### Source excerpt
THE SECURITIES EVIDENCED BY THIS CERTIFICATE MAY NOT BE OFFERED OR SOLD, TRANSFERRED, PLEDGED, HYPOTHECATED OR OTHERWISE DISPOSED OF EXCEPT (i) PURSUANT TO AN EFFECTIVE REGISTRATION STATEMENT UNDER THE SECURITIES ACT OF 1933, AS AMENDED, (ii) TO THE EXTENT APPLICABLE, PURSUANT TO RULE 144 UNDER THE ACT (OR ANY SIMILAR RULE UNDER SUCH ACT RELATING TO THE DISPOSITION OF SECURITIES), OR (iii) PURSUANT TO AN AVAILABLE EXEMPTION FROM REGISTRATION UNDER SUCH ACT AS EVIDENCED BY A LEGAL OPINION OF COUNSEL TO THE TRANSFEROR TO SUCH EFFECT, THE SUBSTANCE OF WHICH SHALL BE REASONABLY ACCEPTABLE TO THE COMPANY.
 
(i) No Tax or Legal Advice. Purchaser has carefully considered and has discussed with Purchaser’s legal, tax, accounting and financial advisors, to the extent Purchaser has deemed necessary, the suitability of this investment and the transactions contemplated by this Agreement for the Purchaser’s particular federal, state, local and foreign tax and financial situation and has independently determined that this investment and the transactions contemplated by this Agreement are a suitable investment for Purchaser. Purchaser has relied solely on such advisors and not on any statement or representation of the Company or any of its agents. Such Purchaser understands that nothing in this Agreement, any other Transaction Document or any other materials presented to such Purchaser in connection with the purchase and sale of the Securities constitutes legal, tax or investment advice. Purchaser understands that Purchaser (and not the Company) shall be responsible for Purchaser’s own tax liability that may arise as a result of this investment or the transactions contemplated by this Agreement.



(j) Placement Fee. Such Purchaser represents and warrants that, other than the fee payable to Phoenix Alliance Corp., no finder, broker, agent, financial advisor or other intermediary, nor any purchaser representative or any broker-dealer acting as a broker, is entitled to any compensation in connection with the transactions contemplated by this Agreement
 
ARTICLE IV.
UNDERSTANDINGS
 
Each Purchaser understands, acknowledges and agrees as follows:
 
4.1 No U.S. federal or state agency or any agency of any other jurisdiction has made any findings or determinations as the fairness of the terms of the offering for investment nor any recommendation or endorsement of the Securities or the Company.
 
4.2 The representations, warrants and agreements of the Purchaser and the Company contained herein shall be true and correct in all material respects on and as of the date of the sale of the Securities as if made on and as of such date and shall survive the execution and delivery of this Agreement and the purchase of the Securities.
 
4.3 In making an investment decision, the Purchaser is relying on its own examination of the Company and the terms of the offering, including the merits and risks involved. The Securities being sold hereby have not been recommended by any federal or state securities commission or regulatory authority. Furthermore, the foregoing authorities have not confirmed the accuracy or determined the adequacy of this document. Any representation to the contrary is a criminal offense.

### Required task 1
Write out the rows word for word, from the line containing "form [80, 15]." through the end of the rows.
The agreement excerpt and the rows have nothing to do with each other.

[Coordinate annotation entries]
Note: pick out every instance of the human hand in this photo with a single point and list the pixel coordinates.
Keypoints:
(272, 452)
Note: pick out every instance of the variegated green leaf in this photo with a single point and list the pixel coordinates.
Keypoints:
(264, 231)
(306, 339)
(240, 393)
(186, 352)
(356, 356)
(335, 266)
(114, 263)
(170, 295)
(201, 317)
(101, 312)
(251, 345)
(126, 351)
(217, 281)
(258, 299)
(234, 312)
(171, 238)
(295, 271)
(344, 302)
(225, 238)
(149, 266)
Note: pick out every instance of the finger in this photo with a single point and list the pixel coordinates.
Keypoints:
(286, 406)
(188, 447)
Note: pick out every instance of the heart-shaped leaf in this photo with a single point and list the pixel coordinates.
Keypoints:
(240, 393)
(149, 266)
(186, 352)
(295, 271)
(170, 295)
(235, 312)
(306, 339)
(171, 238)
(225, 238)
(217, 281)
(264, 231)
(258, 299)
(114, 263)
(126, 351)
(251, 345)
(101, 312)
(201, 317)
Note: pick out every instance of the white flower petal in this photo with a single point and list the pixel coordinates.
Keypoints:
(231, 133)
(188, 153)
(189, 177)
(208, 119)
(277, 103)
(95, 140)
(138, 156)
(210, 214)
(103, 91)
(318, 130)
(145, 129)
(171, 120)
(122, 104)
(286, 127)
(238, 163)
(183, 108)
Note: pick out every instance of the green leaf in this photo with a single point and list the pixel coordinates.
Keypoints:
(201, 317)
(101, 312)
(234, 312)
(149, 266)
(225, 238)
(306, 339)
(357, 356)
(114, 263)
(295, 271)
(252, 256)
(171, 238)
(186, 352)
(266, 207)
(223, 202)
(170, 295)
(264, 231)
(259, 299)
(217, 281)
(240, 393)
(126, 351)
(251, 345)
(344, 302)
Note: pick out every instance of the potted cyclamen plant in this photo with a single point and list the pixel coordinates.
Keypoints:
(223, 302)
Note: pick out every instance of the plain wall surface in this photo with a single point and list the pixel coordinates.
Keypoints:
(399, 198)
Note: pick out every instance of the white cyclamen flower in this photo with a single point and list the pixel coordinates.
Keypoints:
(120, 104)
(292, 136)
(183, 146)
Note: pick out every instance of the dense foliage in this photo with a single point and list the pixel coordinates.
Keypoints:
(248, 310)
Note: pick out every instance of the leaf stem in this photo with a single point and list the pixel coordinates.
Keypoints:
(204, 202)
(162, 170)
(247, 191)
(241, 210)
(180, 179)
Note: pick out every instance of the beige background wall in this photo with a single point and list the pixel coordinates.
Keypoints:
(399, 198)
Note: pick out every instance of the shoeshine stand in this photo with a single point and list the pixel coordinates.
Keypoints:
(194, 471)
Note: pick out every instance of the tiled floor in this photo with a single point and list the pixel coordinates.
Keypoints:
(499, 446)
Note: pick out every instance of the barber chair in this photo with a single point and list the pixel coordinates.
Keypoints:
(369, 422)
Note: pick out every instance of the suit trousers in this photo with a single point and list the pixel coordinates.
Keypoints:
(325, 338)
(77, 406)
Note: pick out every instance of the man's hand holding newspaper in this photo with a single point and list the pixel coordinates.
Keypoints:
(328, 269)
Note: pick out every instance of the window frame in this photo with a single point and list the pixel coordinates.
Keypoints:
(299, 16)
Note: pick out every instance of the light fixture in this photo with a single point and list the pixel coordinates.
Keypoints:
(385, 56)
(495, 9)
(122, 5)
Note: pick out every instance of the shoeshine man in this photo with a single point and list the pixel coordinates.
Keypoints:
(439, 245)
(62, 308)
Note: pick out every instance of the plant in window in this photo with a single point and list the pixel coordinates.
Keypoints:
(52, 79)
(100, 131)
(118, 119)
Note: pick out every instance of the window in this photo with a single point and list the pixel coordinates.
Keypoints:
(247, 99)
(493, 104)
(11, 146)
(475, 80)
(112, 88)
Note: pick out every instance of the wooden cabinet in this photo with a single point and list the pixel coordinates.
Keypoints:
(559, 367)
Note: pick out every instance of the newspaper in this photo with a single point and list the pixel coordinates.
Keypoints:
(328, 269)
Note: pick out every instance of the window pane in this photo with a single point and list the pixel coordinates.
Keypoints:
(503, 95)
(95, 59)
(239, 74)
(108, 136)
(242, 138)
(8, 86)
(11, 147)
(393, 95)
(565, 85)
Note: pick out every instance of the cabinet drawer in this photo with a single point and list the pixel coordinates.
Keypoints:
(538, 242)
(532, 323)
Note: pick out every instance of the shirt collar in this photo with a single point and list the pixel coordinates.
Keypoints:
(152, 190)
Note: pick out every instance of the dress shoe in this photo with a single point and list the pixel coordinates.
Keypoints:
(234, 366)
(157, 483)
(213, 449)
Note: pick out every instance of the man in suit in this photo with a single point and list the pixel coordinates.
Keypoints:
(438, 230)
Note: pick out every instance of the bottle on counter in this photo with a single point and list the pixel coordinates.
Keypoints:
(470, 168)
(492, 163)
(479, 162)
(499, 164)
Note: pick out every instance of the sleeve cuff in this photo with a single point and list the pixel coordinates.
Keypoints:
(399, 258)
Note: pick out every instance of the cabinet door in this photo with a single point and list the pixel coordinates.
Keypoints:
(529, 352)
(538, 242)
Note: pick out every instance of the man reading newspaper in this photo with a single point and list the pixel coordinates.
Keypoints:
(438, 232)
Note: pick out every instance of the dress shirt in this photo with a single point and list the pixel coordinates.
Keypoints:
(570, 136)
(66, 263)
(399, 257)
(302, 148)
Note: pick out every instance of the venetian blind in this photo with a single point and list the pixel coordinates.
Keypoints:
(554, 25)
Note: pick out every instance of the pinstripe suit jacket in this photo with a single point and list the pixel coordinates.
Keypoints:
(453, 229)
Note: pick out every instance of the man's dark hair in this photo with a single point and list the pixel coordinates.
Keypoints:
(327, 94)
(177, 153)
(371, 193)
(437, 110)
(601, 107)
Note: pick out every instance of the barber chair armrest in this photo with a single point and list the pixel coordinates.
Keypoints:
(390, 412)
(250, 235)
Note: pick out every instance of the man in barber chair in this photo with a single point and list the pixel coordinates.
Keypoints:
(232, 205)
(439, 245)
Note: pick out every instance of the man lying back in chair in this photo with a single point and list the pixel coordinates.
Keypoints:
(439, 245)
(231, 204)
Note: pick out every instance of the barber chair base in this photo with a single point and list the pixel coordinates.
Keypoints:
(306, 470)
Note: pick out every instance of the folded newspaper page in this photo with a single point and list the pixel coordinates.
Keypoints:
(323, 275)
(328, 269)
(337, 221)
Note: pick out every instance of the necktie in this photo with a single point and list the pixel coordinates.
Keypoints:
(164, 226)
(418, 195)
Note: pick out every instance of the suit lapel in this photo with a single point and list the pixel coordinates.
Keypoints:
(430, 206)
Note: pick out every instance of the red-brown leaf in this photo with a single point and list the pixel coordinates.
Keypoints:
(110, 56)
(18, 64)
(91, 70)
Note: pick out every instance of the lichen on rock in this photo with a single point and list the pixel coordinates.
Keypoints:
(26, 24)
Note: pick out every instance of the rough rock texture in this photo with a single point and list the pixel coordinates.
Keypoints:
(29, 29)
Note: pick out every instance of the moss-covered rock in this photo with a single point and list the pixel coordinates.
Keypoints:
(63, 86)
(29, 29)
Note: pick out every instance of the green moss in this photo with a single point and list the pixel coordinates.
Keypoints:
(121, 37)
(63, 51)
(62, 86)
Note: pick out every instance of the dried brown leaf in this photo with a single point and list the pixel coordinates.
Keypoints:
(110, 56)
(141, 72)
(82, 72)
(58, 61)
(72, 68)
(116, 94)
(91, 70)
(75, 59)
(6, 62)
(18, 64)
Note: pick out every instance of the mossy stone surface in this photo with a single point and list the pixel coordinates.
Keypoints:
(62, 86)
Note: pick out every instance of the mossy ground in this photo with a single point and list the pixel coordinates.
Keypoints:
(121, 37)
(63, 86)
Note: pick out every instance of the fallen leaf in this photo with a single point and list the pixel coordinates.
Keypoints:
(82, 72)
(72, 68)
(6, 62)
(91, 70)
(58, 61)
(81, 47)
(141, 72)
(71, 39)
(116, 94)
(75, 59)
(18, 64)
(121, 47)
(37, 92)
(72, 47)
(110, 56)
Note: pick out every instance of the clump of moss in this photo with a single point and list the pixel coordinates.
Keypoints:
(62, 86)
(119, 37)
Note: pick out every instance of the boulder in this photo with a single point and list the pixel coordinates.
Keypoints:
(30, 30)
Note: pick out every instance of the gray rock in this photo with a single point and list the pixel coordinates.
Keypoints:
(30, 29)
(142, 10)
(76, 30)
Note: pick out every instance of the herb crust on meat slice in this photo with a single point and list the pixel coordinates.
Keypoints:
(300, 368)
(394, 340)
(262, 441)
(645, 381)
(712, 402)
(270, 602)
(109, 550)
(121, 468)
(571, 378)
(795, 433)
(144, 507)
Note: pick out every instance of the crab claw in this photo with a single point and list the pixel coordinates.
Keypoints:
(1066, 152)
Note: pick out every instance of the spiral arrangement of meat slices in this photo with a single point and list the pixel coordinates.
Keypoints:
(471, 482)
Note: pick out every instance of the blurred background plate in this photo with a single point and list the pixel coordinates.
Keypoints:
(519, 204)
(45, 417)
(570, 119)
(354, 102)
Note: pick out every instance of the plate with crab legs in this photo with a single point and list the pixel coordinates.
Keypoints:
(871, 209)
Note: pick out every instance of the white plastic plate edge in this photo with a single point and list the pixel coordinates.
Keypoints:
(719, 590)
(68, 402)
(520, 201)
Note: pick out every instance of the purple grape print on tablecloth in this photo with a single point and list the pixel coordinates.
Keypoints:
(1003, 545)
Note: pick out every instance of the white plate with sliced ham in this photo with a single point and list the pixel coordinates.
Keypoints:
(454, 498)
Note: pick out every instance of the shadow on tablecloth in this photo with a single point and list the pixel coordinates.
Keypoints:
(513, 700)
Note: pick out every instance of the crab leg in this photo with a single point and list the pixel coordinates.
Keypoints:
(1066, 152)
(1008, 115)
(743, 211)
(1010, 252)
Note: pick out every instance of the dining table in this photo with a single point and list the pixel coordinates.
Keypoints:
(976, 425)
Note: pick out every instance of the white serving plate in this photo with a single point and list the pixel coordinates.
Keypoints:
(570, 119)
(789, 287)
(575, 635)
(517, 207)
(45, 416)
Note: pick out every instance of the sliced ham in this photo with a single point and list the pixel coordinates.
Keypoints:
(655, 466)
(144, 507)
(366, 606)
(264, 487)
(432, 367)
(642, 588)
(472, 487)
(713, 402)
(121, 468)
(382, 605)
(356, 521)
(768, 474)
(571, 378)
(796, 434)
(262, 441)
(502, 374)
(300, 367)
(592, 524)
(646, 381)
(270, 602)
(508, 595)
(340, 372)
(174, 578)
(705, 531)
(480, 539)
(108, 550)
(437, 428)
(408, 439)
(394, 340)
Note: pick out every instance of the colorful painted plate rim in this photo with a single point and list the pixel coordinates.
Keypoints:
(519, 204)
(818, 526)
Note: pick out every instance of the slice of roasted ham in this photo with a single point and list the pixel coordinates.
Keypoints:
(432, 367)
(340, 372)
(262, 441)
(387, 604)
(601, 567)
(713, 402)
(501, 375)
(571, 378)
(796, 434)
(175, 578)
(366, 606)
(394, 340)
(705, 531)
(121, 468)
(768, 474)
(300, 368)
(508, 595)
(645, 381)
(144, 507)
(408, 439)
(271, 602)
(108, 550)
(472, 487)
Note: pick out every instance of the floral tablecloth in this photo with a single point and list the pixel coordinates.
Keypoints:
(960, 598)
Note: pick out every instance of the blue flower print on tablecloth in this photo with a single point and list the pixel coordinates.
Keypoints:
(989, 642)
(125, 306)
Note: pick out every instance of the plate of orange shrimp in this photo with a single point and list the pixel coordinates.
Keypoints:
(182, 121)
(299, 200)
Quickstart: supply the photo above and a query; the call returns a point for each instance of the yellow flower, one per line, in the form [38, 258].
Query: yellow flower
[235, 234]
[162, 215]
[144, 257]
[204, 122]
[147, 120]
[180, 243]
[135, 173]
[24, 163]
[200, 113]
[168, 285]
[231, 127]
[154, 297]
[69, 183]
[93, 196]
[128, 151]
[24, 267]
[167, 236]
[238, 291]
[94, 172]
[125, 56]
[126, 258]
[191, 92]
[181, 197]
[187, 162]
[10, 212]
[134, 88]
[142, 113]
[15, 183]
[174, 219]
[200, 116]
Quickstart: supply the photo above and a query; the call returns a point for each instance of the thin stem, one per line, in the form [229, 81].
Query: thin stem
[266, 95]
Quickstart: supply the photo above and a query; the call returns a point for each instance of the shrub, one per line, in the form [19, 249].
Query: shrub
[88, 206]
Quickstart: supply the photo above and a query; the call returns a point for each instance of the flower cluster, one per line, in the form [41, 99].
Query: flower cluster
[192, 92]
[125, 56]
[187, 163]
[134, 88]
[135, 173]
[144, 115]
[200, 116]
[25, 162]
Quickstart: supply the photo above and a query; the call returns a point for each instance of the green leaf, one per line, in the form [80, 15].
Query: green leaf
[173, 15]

### Required task 2
Answer these questions using the agreement excerpt:
(a) Apart from the fee payable to which firm is no intermediary entitled to compensation?
(b) Under what rule may the securities be disposed of, to the extent applicable?
(c) What does section 4.3 call any representation to the contrary?

### Result 1
Quickstart: supply the photo above and a query; the call returns a point for each instance of the green leaf, one per line, in the form [80, 15].
Query: green leaf
[173, 15]

### Result 2
(a) Phoenix Alliance Corp.
(b) Rule 144 under the Securities Act of 1933
(c) A criminal offense